Do this: List every line of the rows that contains the string "with", matching case exactly.

Supplied data:
<<<<
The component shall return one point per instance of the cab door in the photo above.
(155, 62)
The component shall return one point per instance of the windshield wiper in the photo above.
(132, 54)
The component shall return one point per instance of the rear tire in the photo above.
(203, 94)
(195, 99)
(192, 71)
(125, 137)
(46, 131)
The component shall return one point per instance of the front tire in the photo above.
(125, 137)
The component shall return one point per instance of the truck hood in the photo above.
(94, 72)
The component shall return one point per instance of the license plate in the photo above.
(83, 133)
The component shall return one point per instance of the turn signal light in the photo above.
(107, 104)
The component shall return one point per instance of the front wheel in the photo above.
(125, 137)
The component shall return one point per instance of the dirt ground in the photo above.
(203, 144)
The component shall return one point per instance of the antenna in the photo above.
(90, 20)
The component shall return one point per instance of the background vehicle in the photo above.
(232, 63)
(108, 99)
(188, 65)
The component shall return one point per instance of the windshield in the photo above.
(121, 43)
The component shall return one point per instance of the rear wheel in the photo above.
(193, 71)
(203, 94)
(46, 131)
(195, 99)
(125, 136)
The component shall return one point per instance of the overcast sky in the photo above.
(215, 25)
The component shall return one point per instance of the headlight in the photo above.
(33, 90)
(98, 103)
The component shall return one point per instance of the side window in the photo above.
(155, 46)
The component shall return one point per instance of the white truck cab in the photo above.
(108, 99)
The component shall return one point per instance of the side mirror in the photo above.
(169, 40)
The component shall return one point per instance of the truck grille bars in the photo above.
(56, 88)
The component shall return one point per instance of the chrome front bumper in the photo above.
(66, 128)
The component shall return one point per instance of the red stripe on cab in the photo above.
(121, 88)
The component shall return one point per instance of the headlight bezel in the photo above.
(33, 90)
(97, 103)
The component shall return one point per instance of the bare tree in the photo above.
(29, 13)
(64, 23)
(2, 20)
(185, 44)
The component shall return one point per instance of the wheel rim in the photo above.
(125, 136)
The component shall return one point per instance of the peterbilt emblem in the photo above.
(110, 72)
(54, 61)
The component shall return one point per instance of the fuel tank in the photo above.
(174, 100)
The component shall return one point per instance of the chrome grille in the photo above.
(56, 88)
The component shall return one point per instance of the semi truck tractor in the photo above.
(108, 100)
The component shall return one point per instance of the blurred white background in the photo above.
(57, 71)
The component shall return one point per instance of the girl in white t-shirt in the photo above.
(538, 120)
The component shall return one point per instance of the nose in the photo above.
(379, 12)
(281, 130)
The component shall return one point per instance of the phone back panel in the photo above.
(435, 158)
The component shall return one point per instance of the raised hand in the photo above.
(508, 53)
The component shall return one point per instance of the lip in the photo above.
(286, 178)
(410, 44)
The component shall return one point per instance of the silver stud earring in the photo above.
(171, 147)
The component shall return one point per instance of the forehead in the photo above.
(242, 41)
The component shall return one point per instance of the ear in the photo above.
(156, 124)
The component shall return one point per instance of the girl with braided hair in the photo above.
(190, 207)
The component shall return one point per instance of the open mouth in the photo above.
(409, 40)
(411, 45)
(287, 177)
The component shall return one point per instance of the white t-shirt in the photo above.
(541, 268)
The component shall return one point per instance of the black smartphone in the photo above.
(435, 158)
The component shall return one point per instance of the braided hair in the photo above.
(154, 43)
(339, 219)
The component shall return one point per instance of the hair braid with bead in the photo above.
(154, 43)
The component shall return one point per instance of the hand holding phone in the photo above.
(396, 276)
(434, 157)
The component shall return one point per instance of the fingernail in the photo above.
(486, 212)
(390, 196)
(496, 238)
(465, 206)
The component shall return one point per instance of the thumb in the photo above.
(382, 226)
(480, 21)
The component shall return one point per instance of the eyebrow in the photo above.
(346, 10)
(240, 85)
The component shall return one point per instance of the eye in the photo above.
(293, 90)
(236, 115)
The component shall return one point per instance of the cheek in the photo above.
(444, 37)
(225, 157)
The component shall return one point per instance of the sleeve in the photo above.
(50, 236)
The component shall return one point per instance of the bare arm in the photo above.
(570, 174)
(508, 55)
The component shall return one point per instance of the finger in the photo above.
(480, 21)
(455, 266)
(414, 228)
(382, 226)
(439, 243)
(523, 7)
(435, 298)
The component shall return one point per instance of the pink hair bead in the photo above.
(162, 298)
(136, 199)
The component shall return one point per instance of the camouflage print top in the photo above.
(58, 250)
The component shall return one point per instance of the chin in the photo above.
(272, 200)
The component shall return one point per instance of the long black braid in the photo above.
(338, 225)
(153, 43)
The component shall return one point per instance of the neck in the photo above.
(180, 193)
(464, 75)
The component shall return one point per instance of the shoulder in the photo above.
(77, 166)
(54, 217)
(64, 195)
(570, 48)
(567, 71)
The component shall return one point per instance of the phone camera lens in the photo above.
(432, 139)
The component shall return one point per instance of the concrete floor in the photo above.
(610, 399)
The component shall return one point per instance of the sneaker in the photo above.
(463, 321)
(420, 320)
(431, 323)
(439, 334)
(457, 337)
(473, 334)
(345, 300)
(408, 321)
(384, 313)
>>>>
<<<<
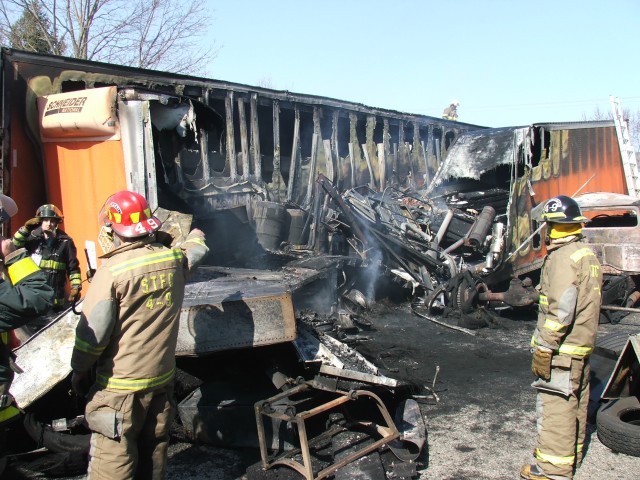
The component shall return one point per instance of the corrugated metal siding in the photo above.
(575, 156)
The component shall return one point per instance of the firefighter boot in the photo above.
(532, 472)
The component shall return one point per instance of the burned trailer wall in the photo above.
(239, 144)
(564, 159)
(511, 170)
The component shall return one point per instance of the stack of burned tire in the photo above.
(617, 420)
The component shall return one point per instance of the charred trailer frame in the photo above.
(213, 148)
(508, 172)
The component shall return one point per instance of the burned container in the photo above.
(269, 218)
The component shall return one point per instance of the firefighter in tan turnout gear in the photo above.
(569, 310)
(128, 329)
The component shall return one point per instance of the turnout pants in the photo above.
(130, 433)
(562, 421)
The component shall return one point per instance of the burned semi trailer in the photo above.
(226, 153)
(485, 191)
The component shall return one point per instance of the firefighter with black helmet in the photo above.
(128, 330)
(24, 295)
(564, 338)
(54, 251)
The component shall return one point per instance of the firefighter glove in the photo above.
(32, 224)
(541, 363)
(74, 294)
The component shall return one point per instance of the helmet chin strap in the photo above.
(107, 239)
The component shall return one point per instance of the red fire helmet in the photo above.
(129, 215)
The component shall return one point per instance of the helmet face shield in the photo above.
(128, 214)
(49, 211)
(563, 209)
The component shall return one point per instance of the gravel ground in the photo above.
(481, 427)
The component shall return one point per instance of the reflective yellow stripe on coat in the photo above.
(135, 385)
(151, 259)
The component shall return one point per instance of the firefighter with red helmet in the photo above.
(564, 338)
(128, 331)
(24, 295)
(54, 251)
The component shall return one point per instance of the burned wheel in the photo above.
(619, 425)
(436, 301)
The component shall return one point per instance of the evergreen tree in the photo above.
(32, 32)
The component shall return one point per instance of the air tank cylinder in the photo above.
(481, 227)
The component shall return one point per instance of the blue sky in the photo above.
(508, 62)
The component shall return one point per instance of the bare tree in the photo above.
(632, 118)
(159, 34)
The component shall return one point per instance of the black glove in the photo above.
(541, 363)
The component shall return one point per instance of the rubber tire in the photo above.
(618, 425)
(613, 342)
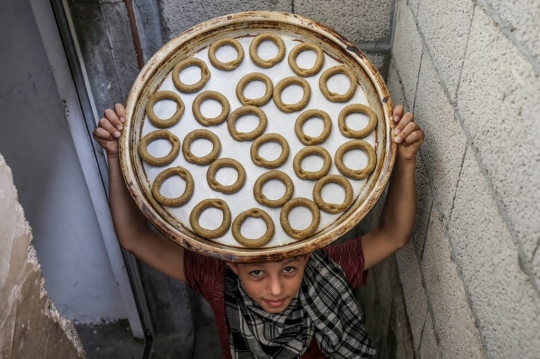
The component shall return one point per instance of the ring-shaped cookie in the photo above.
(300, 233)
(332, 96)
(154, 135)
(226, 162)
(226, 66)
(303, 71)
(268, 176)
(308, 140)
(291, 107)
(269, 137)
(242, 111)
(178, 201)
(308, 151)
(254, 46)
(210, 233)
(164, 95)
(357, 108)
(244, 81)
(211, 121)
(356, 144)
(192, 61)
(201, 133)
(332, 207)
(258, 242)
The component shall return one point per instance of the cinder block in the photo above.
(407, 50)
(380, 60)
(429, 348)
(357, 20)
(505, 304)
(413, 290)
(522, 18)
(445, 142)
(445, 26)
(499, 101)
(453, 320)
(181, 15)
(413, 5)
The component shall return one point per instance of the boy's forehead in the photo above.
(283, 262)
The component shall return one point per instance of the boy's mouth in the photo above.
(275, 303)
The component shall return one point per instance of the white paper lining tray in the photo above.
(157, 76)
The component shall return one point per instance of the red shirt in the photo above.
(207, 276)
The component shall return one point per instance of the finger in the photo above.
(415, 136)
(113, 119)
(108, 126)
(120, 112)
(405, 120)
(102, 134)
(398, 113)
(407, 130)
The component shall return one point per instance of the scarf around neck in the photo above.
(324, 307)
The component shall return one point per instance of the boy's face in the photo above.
>>>>
Complete output:
The component shall return one point per instance of the girl with braided hair in the photo above.
The component shall return one point per instance of the hair braid with bead in the photo above.
The component shall return one point per instance of the firefighter with black helmet in the photo above.
The component shall return one point per instance of the firefighter with red helmet in the photo above.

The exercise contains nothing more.